Request
Swap each "even-odd" in the material below for "nonzero", and reproduce everything else in it unchanged.

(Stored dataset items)

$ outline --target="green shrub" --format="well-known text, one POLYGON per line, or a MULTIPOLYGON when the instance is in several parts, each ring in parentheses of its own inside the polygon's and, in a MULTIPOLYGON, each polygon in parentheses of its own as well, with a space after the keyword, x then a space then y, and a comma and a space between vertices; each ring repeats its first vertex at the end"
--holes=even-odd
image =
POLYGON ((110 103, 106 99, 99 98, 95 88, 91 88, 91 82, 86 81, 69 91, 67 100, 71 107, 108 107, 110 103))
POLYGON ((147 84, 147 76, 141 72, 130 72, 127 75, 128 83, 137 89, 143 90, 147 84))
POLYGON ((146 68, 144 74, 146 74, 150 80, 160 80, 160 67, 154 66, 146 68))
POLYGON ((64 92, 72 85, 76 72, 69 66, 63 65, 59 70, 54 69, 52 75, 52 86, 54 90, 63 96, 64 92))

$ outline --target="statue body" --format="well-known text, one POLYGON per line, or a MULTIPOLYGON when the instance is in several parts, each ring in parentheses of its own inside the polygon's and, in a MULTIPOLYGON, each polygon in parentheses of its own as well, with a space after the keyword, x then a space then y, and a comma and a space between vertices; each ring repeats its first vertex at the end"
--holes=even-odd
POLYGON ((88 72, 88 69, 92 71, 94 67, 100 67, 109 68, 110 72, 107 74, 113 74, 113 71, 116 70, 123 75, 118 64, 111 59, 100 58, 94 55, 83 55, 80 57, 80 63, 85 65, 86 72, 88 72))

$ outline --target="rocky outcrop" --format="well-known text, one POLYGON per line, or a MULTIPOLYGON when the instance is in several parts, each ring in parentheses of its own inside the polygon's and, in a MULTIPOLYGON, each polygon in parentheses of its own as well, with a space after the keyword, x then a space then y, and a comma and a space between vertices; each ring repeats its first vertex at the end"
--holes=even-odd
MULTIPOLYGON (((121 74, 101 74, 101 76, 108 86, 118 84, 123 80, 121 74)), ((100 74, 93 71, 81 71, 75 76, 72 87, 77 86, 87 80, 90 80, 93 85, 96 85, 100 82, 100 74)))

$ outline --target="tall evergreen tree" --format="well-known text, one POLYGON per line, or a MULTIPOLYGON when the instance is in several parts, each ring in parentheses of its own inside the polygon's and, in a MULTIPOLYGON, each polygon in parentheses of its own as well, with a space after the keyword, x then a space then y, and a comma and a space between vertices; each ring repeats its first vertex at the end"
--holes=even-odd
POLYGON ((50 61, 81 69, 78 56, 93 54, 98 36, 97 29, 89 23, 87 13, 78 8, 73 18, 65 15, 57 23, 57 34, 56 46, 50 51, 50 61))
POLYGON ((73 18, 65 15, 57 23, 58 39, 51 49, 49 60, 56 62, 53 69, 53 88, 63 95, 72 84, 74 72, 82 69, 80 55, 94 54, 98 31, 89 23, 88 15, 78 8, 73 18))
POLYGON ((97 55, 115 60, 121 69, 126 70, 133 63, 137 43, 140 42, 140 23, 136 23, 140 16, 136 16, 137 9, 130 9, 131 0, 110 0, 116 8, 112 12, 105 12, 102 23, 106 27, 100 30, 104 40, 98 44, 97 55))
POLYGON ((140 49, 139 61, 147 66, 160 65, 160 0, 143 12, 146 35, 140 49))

Worked solution
$ outline --target="green shrub" --format="well-known text, one POLYGON per line, or a MULTIPOLYGON when the instance is in several parts, each ring in parentheses of its own inside the polygon's and, in a MULTIPOLYGON, each polygon in parentheses of its own as well, with a space after the keyword, x then a space then y, and a comma and a space between vertices; each ring repeats its first vertex at the end"
--holes=nonzero
image =
POLYGON ((110 103, 106 99, 99 98, 95 88, 91 88, 91 82, 86 81, 69 91, 67 100, 71 107, 108 107, 110 103))
POLYGON ((147 84, 147 76, 141 72, 130 72, 127 75, 128 83, 137 89, 143 90, 147 84))
POLYGON ((146 68, 144 74, 146 74, 150 80, 160 80, 160 67, 154 66, 146 68))
POLYGON ((64 92, 72 85, 76 72, 69 66, 63 65, 59 70, 54 69, 52 75, 52 86, 54 90, 63 96, 64 92))

$ outline --target="statue body" --format="well-known text, one POLYGON per line, or a MULTIPOLYGON when the instance is in several parts, each ring in parentheses of its own inside the polygon's and, in a MULTIPOLYGON, each polygon in parentheses of its own as well, with a space after the keyword, x then a space then y, and a comma and a space between vertices; each ring repeats its first vertex at the end"
--holes=nonzero
POLYGON ((88 72, 88 69, 92 71, 94 67, 100 67, 109 68, 110 72, 107 74, 113 74, 113 71, 116 70, 123 75, 118 64, 111 59, 100 58, 94 55, 83 55, 80 57, 80 63, 85 65, 86 72, 88 72))

$ outline --target="rocky outcrop" --format="well-known text, one POLYGON per line, or a MULTIPOLYGON when the instance is in several parts, each ring in parentheses of its own inside the polygon's and, in a MULTIPOLYGON, each polygon in parentheses of its own as well, with a space after the keyword, x then a space then y, and a comma and a space between vertices; each ring repeats its first vertex at the end"
--holes=nonzero
MULTIPOLYGON (((121 74, 101 74, 101 76, 108 86, 118 84, 123 80, 121 74)), ((100 74, 93 71, 81 71, 75 76, 72 87, 77 86, 87 80, 90 80, 93 85, 96 85, 100 82, 100 74)))

$ outline --target="tall evergreen tree" --format="well-known text, one POLYGON per line, or a MULTIPOLYGON when the instance is in several parts, each ring in parentheses of its own inside the polygon's and, in a MULTIPOLYGON, each polygon in parentheses of its own as well, with a space after the keyword, x then a space then y, and a comma and a space between vertices; each ring repeats its first vertex at the end"
--holes=nonzero
POLYGON ((50 61, 81 69, 78 56, 93 54, 98 36, 97 29, 89 23, 87 13, 78 8, 73 18, 65 15, 57 23, 57 34, 56 46, 50 51, 50 61))
POLYGON ((73 18, 65 15, 57 23, 58 39, 51 49, 49 60, 56 62, 53 69, 53 88, 63 95, 72 84, 74 72, 82 69, 80 55, 94 54, 98 31, 89 23, 88 15, 78 8, 73 18))
POLYGON ((97 55, 115 60, 121 69, 126 70, 133 63, 137 43, 140 42, 140 23, 136 23, 140 16, 136 16, 137 9, 130 9, 131 0, 110 0, 116 8, 112 12, 105 12, 102 23, 106 27, 100 30, 104 40, 98 44, 97 55))
POLYGON ((140 49, 139 61, 147 66, 160 65, 160 0, 143 12, 146 35, 140 49))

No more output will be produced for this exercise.